#### [TO-DO LIST]
a. Which table does the schema passage call redundant?
b. Find each line in the records that contains the string "court", with matching case, and copy those lines.

#### [SOURCE]
--- Start ---

There are six tables in play in this problem

               funds
                | |
      .---------. .--------.
      |                    |
funds_groups    doc_types_funds_groups
      |                    |
      .--------.  .--------.
               |  |
              groups
                |
           users_groups
                |
              users


Since we know that a user can't have access to a fund unless they have
access to at least one doc_type in that fund, the funds_groups table is
redundant and I'm trying to refactor our CDBI reusing code so that we can
remove it. Using psql, the following two queries return exactly the same
answer:

SELECT DISTINCT fg.fund_name
FROM funds_groups fg
NATURAL JOIN users_groups ug
WHERE ug.username='test-a@bb';

SELECT DISTINCT fg.fund_name
FROM doc_types_funds_groups fg
NATURAL JOIN users_groups ug
WHERE ug.username='test-a@bb';

This CDBI code gives the right answer & passes its tests:

Funds->set_sql(funds_by_user => <<'');
SELECT DISTINCT fg.fund_name AS fund_name
           FROM funds_groups fg
   NATURAL JOIN users_groups ug
          WHERE ug.username=?

--- End ---

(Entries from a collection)
--- Start ---

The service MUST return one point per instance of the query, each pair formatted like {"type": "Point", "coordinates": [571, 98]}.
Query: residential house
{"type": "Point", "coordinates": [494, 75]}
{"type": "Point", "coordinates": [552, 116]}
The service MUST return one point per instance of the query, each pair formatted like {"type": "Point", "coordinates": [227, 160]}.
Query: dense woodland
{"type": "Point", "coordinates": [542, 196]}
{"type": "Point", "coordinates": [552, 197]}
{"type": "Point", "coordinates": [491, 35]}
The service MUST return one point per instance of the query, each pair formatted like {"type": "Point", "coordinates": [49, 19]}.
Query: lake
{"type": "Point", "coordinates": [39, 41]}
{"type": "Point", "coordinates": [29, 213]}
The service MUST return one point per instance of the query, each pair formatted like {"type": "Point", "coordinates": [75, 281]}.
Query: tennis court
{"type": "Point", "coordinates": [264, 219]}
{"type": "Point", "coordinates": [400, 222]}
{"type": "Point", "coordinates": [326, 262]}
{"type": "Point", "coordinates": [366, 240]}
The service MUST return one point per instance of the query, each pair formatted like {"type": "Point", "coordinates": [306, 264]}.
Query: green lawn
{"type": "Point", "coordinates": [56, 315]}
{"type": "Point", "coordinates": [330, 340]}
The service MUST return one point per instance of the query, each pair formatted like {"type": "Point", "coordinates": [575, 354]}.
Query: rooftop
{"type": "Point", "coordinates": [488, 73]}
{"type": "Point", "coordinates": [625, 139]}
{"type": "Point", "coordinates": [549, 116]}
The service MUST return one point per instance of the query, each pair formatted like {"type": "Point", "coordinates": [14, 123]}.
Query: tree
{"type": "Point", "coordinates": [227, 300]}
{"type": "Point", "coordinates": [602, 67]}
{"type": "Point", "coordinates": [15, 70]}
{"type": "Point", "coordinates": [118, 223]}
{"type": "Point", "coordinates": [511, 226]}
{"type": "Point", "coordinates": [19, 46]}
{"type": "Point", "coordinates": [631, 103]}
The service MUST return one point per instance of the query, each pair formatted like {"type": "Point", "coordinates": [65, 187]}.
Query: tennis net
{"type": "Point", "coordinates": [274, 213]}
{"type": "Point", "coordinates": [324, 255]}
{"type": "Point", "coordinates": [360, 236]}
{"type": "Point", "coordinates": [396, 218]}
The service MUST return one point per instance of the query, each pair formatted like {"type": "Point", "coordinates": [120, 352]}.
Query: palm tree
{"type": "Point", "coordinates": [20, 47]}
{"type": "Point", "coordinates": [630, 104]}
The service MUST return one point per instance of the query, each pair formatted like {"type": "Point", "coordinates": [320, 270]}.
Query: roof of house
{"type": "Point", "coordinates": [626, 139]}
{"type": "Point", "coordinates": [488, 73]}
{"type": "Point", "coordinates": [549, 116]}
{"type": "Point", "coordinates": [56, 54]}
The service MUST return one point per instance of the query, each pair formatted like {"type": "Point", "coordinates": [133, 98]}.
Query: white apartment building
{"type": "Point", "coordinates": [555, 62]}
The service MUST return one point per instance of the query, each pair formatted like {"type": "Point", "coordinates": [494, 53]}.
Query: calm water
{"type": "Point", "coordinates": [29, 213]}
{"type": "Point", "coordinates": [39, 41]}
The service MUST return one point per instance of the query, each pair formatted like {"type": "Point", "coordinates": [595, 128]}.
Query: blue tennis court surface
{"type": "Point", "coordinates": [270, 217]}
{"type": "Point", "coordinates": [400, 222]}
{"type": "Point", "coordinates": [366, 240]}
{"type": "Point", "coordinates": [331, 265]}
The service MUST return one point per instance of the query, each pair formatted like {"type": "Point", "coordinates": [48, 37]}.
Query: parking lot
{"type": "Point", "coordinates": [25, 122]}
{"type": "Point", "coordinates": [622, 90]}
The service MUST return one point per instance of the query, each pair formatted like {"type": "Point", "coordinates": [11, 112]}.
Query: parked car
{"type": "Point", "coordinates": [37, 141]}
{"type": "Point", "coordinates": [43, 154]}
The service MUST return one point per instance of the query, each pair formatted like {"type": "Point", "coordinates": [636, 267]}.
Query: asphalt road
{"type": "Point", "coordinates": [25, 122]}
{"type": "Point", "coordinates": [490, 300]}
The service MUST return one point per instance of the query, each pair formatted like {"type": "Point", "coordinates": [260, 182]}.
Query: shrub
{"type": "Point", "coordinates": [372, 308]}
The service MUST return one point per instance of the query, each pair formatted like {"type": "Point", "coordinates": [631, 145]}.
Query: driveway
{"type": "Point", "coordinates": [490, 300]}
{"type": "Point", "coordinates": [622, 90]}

--- End ---

#### [SOLUTIONS BELOW]
a. The funds_groups table.

b.
Query: tennis court
Query: blue tennis court surface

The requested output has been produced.